PAGE TEXT
________________

There has been a spate of Gateshead Council data breach incidents since the introduction of the new GDPR data rules that came into force in May 2018.
A number of breaches have been reported, some of which have been referred to the UK’s data watchdog; the Information Commissioner’s Office (ICO).
The numerous breaches reportedly include personal and medical data being uploaded online and data sent to the wrong recipients. These kinds of incidents can be common, and we represent a lot of people who claim for council data breach compensation. News of the recent spate of Gateshead Council data breach incidents is a concern, but doesn’t come as a surprise to us.
About the recent Gateshead Council data breach
The recent Gateshead Council data breach incidents reportedly include:
- Personal and medical data being uploaded to an online forum;
- A resident in council tax arrears being sent the information for 53 other people who were also owed money;
- A fostering agency sending information out about a child who wasn’t in their care;
- A psychology report being sent to the wrong address;
- A report being sent to the wrong solicitor;
- An employee losing a notebook that contained personal data;
- A resident’s information being shared with a landlord without their permission.

________________

EXCERPTED RECORDS
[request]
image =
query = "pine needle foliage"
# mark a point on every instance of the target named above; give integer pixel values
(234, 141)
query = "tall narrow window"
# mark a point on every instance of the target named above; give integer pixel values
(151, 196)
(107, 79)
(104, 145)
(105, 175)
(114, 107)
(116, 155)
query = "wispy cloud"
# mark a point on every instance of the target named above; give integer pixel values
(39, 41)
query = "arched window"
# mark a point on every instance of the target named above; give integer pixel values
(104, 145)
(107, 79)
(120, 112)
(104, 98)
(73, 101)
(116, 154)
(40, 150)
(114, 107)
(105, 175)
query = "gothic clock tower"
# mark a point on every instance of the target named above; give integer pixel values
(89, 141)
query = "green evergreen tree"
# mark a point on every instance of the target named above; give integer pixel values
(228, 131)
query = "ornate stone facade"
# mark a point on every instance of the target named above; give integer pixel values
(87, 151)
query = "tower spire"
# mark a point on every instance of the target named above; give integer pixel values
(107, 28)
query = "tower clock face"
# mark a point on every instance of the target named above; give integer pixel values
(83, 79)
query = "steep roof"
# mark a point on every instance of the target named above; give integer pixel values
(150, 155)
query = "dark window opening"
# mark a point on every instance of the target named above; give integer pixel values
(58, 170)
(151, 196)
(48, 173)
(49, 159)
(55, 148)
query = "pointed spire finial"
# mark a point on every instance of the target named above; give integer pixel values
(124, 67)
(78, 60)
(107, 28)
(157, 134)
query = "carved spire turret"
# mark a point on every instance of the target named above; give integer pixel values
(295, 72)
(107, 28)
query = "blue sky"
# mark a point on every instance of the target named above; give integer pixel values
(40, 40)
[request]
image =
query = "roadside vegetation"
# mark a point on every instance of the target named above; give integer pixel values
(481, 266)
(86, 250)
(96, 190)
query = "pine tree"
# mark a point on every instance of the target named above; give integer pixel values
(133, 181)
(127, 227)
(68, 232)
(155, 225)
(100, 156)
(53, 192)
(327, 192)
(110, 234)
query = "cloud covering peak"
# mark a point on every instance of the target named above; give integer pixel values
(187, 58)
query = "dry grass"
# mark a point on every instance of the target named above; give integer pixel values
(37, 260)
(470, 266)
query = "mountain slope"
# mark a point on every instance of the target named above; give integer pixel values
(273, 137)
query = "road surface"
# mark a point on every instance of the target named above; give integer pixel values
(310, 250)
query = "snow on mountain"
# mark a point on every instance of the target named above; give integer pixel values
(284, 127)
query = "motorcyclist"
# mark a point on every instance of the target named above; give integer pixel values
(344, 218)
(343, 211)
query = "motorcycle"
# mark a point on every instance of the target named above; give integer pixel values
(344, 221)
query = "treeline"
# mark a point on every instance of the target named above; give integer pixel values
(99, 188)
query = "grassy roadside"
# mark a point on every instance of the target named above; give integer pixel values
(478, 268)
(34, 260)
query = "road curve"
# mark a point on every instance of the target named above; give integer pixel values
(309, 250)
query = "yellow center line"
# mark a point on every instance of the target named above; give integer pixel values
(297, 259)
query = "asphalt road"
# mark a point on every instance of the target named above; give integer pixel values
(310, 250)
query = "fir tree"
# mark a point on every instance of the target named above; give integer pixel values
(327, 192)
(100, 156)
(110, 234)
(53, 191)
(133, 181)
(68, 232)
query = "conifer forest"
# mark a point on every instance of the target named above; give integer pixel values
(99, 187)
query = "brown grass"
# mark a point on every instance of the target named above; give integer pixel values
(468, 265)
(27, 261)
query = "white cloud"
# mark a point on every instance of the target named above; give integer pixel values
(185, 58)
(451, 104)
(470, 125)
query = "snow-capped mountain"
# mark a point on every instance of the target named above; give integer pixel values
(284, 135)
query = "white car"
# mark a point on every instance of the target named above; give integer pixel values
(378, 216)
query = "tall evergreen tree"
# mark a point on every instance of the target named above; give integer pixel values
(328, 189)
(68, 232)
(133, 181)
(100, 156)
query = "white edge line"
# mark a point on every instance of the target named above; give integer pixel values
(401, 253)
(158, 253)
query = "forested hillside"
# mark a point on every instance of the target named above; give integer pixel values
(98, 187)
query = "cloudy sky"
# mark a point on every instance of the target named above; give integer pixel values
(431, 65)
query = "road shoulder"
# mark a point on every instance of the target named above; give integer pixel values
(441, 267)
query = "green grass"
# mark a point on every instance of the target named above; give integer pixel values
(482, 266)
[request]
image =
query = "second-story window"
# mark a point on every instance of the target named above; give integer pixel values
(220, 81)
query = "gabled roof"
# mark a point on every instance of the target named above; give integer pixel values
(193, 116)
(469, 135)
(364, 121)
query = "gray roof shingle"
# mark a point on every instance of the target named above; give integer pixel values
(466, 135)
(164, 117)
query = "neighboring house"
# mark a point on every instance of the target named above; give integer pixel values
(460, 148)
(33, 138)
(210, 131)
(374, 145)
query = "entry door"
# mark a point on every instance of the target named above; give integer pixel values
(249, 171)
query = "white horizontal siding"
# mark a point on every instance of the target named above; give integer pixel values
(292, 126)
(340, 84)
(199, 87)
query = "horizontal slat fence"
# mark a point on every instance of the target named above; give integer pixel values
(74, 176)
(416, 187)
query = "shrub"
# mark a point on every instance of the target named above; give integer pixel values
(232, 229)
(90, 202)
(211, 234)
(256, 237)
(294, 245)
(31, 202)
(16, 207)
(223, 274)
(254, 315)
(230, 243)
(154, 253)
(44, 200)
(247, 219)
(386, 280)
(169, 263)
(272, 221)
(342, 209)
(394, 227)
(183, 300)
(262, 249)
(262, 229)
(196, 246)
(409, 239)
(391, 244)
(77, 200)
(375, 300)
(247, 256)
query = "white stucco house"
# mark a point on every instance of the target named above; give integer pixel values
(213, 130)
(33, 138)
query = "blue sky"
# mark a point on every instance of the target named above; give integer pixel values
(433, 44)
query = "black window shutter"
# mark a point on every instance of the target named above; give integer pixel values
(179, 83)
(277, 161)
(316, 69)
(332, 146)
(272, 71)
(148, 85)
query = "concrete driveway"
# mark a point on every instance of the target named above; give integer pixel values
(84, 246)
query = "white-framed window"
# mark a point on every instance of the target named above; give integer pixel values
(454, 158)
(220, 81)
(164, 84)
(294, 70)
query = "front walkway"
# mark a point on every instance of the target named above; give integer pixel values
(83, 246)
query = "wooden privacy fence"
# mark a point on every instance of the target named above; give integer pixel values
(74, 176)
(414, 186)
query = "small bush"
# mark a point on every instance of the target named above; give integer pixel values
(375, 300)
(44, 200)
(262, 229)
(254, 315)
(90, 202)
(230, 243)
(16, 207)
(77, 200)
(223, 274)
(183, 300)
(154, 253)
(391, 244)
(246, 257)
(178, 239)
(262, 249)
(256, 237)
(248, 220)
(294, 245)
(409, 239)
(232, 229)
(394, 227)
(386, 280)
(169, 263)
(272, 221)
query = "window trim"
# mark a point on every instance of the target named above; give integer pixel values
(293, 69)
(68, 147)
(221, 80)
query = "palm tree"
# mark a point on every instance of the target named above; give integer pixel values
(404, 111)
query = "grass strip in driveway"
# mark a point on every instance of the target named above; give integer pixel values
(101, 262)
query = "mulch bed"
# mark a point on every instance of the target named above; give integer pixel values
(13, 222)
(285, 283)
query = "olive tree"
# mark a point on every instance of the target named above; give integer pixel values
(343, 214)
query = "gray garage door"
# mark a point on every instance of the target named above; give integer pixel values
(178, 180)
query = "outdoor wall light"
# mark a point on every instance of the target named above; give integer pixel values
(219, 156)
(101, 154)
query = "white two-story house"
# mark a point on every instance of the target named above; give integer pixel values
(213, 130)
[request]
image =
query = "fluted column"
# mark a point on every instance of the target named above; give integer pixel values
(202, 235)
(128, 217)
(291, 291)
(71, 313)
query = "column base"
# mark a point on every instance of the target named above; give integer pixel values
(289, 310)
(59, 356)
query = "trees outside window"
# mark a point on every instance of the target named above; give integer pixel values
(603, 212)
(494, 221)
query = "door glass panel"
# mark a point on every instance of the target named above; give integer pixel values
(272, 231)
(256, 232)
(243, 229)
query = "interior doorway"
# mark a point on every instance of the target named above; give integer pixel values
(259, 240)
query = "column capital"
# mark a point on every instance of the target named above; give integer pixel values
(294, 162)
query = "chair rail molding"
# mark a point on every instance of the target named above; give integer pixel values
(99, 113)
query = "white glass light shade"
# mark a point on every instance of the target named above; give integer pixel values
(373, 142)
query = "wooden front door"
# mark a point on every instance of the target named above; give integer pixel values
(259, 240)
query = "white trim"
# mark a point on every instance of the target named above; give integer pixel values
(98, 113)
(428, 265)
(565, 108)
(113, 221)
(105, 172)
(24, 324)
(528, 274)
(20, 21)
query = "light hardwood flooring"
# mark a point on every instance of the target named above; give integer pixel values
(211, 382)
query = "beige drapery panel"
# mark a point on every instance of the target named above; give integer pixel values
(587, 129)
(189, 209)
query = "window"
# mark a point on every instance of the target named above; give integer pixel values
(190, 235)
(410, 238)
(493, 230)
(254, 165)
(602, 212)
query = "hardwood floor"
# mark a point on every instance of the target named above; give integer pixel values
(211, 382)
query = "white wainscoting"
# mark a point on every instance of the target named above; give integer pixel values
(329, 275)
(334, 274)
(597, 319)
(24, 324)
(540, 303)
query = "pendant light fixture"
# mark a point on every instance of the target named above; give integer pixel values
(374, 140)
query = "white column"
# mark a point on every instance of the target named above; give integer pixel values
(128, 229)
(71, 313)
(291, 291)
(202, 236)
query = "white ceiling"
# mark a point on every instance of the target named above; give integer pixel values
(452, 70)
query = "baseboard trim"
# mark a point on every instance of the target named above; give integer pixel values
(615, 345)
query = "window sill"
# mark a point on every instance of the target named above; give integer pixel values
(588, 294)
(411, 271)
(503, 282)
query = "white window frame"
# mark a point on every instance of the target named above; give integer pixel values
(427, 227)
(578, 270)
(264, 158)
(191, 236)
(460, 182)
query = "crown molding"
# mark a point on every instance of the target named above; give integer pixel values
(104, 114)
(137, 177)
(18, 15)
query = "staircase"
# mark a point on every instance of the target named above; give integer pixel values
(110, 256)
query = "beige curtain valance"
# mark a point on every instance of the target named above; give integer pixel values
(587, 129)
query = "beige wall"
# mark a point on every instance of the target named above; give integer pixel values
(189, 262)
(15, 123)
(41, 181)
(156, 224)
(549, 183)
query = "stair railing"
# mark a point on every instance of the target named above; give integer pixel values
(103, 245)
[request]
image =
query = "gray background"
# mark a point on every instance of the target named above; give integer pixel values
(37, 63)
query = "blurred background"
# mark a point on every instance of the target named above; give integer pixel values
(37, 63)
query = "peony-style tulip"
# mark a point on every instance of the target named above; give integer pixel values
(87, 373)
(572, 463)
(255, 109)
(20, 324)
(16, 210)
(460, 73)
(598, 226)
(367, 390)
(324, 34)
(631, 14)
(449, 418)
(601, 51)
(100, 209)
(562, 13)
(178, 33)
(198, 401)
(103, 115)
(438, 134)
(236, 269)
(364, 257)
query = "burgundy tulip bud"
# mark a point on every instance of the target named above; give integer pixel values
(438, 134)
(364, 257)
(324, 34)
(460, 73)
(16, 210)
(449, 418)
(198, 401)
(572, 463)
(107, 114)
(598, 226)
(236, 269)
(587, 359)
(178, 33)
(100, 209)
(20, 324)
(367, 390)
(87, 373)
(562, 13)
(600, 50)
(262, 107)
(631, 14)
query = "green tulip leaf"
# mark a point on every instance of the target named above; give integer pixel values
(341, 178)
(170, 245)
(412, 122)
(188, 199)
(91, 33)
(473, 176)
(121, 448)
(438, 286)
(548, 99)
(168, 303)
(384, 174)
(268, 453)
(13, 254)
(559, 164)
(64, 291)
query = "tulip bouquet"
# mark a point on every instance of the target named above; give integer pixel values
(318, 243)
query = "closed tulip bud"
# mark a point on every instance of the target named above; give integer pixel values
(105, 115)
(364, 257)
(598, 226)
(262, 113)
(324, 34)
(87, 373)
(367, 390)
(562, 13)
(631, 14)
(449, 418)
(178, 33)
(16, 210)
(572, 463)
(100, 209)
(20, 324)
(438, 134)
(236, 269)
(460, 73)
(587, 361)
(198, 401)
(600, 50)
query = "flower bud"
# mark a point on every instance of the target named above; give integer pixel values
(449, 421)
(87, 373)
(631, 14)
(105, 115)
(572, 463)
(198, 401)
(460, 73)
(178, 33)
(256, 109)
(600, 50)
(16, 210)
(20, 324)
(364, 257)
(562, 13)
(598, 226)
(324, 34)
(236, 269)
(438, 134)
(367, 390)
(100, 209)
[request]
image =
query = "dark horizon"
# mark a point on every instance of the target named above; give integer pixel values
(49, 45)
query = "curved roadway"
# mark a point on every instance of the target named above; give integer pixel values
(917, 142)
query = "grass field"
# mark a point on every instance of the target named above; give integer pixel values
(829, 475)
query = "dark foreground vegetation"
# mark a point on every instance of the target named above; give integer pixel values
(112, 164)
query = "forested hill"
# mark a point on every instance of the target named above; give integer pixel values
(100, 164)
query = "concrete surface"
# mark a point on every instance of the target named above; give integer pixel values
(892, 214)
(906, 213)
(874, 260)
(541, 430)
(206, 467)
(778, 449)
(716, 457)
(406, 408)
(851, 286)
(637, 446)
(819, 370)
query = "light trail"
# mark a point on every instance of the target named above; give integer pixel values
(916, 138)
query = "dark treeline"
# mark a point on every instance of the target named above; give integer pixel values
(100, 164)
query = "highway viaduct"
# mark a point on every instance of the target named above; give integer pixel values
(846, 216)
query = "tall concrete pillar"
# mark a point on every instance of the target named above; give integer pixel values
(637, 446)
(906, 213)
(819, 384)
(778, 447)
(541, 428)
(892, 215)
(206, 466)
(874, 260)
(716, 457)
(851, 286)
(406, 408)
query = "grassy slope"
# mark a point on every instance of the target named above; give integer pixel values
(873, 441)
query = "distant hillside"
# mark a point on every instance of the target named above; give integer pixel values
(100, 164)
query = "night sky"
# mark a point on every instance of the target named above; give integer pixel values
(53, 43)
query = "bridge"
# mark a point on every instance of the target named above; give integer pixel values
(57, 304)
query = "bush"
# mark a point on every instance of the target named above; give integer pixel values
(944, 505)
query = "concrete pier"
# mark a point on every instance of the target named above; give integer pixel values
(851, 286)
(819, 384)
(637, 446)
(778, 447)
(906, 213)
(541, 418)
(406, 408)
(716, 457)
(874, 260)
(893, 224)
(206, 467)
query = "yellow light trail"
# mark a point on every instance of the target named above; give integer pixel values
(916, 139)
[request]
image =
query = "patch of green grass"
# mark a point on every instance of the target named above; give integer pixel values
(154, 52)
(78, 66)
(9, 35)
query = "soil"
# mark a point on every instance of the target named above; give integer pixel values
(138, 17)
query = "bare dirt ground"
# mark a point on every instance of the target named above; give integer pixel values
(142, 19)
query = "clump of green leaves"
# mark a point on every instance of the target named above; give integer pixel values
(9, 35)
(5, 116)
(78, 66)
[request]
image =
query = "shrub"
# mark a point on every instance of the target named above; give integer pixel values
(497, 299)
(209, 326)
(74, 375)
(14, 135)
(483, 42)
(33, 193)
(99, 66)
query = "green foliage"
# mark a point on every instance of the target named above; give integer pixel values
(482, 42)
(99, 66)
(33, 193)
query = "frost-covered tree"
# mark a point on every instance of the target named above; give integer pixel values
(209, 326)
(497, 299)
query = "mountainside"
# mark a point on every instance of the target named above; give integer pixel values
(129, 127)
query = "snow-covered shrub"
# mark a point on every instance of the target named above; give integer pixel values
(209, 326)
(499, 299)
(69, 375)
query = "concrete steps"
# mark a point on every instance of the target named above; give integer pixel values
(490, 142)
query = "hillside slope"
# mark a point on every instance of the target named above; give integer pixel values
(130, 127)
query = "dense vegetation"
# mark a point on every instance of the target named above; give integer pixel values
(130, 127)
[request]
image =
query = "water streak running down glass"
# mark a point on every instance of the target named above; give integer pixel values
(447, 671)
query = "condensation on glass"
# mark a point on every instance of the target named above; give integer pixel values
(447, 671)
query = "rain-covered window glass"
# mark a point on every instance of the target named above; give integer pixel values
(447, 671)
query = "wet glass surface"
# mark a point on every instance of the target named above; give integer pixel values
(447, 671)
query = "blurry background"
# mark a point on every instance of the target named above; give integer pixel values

________________

TASKS TO CARRY OUT
1. In the Gateshead Council data breach page, how many other people's information was sent to a resident in council tax arrears?
2. How would you rewrite the paragraph of the Gateshead Council data breach page that begins "The numerous breaches reportedly include" as a short list that keeps its main facts?
3. Can you sum up the Gateshead Council data breach page in two sentences?
You won't need the records for any of this.

EXERCISE ANSWERS
1. 53 other people

2.
- The breaches reportedly include personal and medical data uploaded online.
- They also reportedly include data sent to the wrong recipients.
- Such incidents can be common.
- The writers represent many people who claim council data breach compensation.
- The news of the Gateshead Council breaches is a concern to them but not a surprise.

3. Gateshead Council has had a spate of data breach incidents since the GDPR rules came into force in May 2018, and some of them have been referred to the Information Commissioner's Office. The reported incidents include personal and medical data uploaded to an online forum, information sent to the wrong people or addresses, a lost notebook containing personal data, and a resident's information shared with a landlord without permission.